■ **Extracted entries**
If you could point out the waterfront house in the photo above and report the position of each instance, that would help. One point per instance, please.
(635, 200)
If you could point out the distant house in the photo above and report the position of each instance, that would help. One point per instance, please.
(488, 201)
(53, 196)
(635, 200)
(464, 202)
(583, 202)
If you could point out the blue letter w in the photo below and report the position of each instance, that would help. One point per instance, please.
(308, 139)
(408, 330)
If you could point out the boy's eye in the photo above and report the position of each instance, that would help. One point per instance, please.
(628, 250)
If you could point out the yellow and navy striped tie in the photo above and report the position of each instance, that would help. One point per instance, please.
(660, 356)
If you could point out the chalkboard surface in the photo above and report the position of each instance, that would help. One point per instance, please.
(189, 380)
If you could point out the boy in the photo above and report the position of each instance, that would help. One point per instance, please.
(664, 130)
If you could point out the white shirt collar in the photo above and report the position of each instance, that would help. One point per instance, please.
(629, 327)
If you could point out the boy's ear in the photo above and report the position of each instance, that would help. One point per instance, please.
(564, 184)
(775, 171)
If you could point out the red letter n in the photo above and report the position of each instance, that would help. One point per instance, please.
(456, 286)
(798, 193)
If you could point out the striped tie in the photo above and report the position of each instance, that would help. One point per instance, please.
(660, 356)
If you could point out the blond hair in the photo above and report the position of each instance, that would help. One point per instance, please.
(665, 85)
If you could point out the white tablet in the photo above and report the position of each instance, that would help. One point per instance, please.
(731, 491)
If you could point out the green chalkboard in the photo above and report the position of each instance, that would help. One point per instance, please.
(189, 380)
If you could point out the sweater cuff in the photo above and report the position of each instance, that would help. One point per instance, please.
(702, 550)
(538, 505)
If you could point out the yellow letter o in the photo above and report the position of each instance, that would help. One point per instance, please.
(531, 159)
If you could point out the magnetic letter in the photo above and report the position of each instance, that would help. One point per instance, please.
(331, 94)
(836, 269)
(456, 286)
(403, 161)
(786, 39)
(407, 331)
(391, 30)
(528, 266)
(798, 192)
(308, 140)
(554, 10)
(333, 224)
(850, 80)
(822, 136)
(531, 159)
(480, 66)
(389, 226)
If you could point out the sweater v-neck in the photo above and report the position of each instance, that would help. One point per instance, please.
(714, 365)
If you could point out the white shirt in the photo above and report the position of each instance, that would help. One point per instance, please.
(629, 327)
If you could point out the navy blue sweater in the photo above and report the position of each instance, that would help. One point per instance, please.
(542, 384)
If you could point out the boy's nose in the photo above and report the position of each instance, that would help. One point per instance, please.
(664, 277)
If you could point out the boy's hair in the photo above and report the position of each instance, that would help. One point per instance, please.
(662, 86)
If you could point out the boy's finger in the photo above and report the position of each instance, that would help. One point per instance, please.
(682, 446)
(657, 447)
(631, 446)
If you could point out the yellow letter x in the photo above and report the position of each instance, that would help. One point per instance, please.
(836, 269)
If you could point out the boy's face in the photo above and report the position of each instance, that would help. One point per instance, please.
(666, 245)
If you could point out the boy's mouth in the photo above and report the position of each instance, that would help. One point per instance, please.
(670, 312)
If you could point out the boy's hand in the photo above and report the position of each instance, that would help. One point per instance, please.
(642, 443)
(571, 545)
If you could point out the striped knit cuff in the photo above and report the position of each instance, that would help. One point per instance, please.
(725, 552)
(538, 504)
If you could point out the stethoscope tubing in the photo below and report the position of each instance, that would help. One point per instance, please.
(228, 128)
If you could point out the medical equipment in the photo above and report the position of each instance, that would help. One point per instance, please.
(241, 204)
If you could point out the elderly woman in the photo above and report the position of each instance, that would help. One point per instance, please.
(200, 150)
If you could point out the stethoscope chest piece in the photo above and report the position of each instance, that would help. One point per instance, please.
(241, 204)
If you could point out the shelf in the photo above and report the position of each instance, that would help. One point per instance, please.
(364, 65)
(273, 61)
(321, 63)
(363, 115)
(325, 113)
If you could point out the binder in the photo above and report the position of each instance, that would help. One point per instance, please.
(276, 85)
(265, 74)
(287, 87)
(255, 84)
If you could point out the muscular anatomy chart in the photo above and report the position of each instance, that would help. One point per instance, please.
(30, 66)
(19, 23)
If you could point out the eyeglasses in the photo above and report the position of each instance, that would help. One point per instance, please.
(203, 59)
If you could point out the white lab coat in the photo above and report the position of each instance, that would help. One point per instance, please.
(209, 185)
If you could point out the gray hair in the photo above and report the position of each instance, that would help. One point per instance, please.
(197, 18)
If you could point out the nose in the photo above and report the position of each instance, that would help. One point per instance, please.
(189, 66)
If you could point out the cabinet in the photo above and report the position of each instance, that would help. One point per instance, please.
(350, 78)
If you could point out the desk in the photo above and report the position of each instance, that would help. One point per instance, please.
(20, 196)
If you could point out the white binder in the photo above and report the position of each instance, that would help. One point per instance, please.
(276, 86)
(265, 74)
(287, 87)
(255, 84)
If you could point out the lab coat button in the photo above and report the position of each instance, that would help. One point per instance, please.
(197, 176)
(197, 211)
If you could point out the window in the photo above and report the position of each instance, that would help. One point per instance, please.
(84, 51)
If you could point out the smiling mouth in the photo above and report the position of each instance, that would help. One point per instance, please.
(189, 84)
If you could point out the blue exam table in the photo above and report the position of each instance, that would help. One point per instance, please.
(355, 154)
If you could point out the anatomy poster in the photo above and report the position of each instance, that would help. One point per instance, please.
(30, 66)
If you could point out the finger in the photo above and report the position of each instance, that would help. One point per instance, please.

■ **Exercise requirements**
Make an exact copy of the records.

■ **Output below**
If you could point out the waterfront house in the photo above and report the position of each instance, that would help. One point per instance, please.
(635, 200)
If you could point out the distant house in the photo above and report the position of each instance, that would help. One point per instance, please.
(488, 201)
(53, 196)
(635, 200)
(464, 202)
(583, 202)
If you could point out the blue letter w in the photo below and report the position of each instance, that would help. One point per instance, please.
(308, 139)
(408, 330)
If you could point out the boy's eye in the photo above and report the position of each instance, that would help. One point per instance, please.
(628, 250)
If you could point out the yellow and navy striped tie in the photo above and report the position of each instance, that would help. One point per instance, please.
(660, 356)
If you could point out the chalkboard surface in the photo above and report the position of each instance, that would help. One point per instance, please.
(189, 380)
If you could point out the boy in the photo above and report the position of each instance, that would help. One point per instance, please.
(664, 130)
If you could point out the white shirt collar in the photo above and report the position of each instance, that would help. One point per instance, please.
(629, 327)
If you could point out the boy's ear in the photo above and report the position of each instance, that would help. One point per instance, please.
(564, 184)
(775, 171)
If you could point out the red letter n in the photo above and report the position of each instance, that would help. One point per instance, please.
(456, 286)
(798, 193)
If you could point out the striped tie in the photo above and report the position of each instance, that would help. One point per instance, please.
(660, 356)
If you could point out the blond hair in the photo above and report the position of each instance, that would help. One point per instance, please.
(665, 85)
If you could point out the white tablet in the photo above and report the position of each instance, that would help. One point per instance, please.
(731, 491)
If you could point out the green chalkboard in the photo above and report the position of each instance, that would help. One point per instance, please.
(189, 380)
If you could point out the sweater cuff in the photo above and report the position of each instance, that would help. One point per instance, please.
(702, 550)
(538, 505)
If you could point out the yellow letter o in the photo above and report the position of each instance, that would help. One point per instance, please.
(531, 159)
If you could point out the magnetic letter in the photo above and report the position of each instance, that would help. One point per instance, please.
(331, 94)
(836, 269)
(456, 286)
(403, 161)
(786, 39)
(407, 331)
(391, 30)
(528, 266)
(798, 192)
(308, 140)
(554, 10)
(333, 224)
(850, 80)
(822, 136)
(531, 159)
(480, 66)
(389, 226)
If you could point out the sweater v-neck in the photo above and report the position of each instance, that would help. One point per instance, please.
(714, 365)
If you could point out the white shirt in the photo above and report the position of each instance, that would help. One point per instance, please.
(629, 327)
If you could point out the navy blue sweater in the photo above and report the position of each instance, that would help. One point per instance, please.
(542, 384)
If you could point out the boy's nose in the photo above and report the position of each instance, that would help. One point per instance, please.
(664, 277)
If you could point out the boy's hair in the photo above and report the position of each instance, that would help. One point per instance, please.
(662, 86)
If you could point out the boy's finger in the photo above and report the position of each instance, that would help. One point per instance, please.
(682, 446)
(657, 447)
(631, 446)
If you could point out the yellow letter x in the photo above and report the position of each instance, that would help. One point per instance, please.
(836, 269)
If you could point out the boy's face in the photo above and report the position of each instance, that would help. One point per instance, please.
(666, 245)
If you could point out the boy's mouth in the photo above and report the position of each instance, that would help. One point per instance, please.
(670, 312)
If you could point out the boy's hand in the photo above and report the position of each instance, that would help. One point per instance, please.
(642, 443)
(571, 545)
If you could point out the striped knit cuff in the photo above and report the position of each instance, that would help. One point per instance, please.
(725, 552)
(538, 504)
If you could point out the stethoscope tubing in the photo below and report the position of each instance, that would help. One point per instance, please.
(228, 128)
If you could point out the medical equipment in the photo above and report the position of each instance, that would help. One point per instance, please.
(241, 204)
If you could point out the elderly woman in the photo above and report the position of each instance, that would help. One point per instance, please.
(200, 150)
If you could point out the stethoscope chest piece in the photo above and report the position of each instance, that would help. One point per instance, please.
(241, 204)
If you could point out the shelf in the photo above and report the position of each instance, that would help. One point per instance, please.
(364, 65)
(273, 61)
(321, 63)
(363, 115)
(325, 113)
If you could point out the binder in the photo above and report the position of each instance, that would help. One point per instance, please.
(276, 85)
(265, 74)
(287, 87)
(255, 84)
If you could point out the muscular anatomy chart in the photo above and report the position of each instance, that would help. One point per instance, please.
(30, 66)
(19, 23)
If you could point out the eyeglasses in the photo above and report the position of each instance, that would help. One point per instance, please.
(203, 59)
If you could point out the white lab coat in the photo above and report the position of each instance, that would help. One point per instance, please.
(209, 185)
If you could point out the gray hair in the photo above and report the position of each instance, that would help. One point per instance, please.
(197, 18)
If you could point out the nose in the photo above and report the position of each instance, that would help. One point per instance, please.
(189, 66)
If you could point out the cabinet in the photo above and report the position of each instance, that would help. One point per instance, please.
(350, 78)
If you could point out the desk in the photo above and report the position of each instance, that would help. One point per instance, please.
(20, 196)
If you could point out the white binder in the photo above and report the position of each instance, that would help. One point per instance, please.
(276, 86)
(265, 74)
(287, 87)
(255, 84)
If you could point out the lab coat button in the photo above and report the position of each instance, that would help. One point per instance, please.
(197, 176)
(197, 211)
If you could point out the window in the photo above and report the position of each instance, that would help. One point per instance, please.
(84, 51)
If you could point out the smiling mouth in the photo above and report the position of each instance, that would help. One point per instance, please.
(189, 84)
If you could point out the blue exam table in the photo above and report the position of each instance, that would help. One point per instance, please.
(355, 154)
If you could point out the anatomy poster in the photo above and report the position of each instance, that would help. One point per instance, please.
(30, 66)
If you could point out the finger in the photo above and report the position of each instance, that would help. One point per instance, please.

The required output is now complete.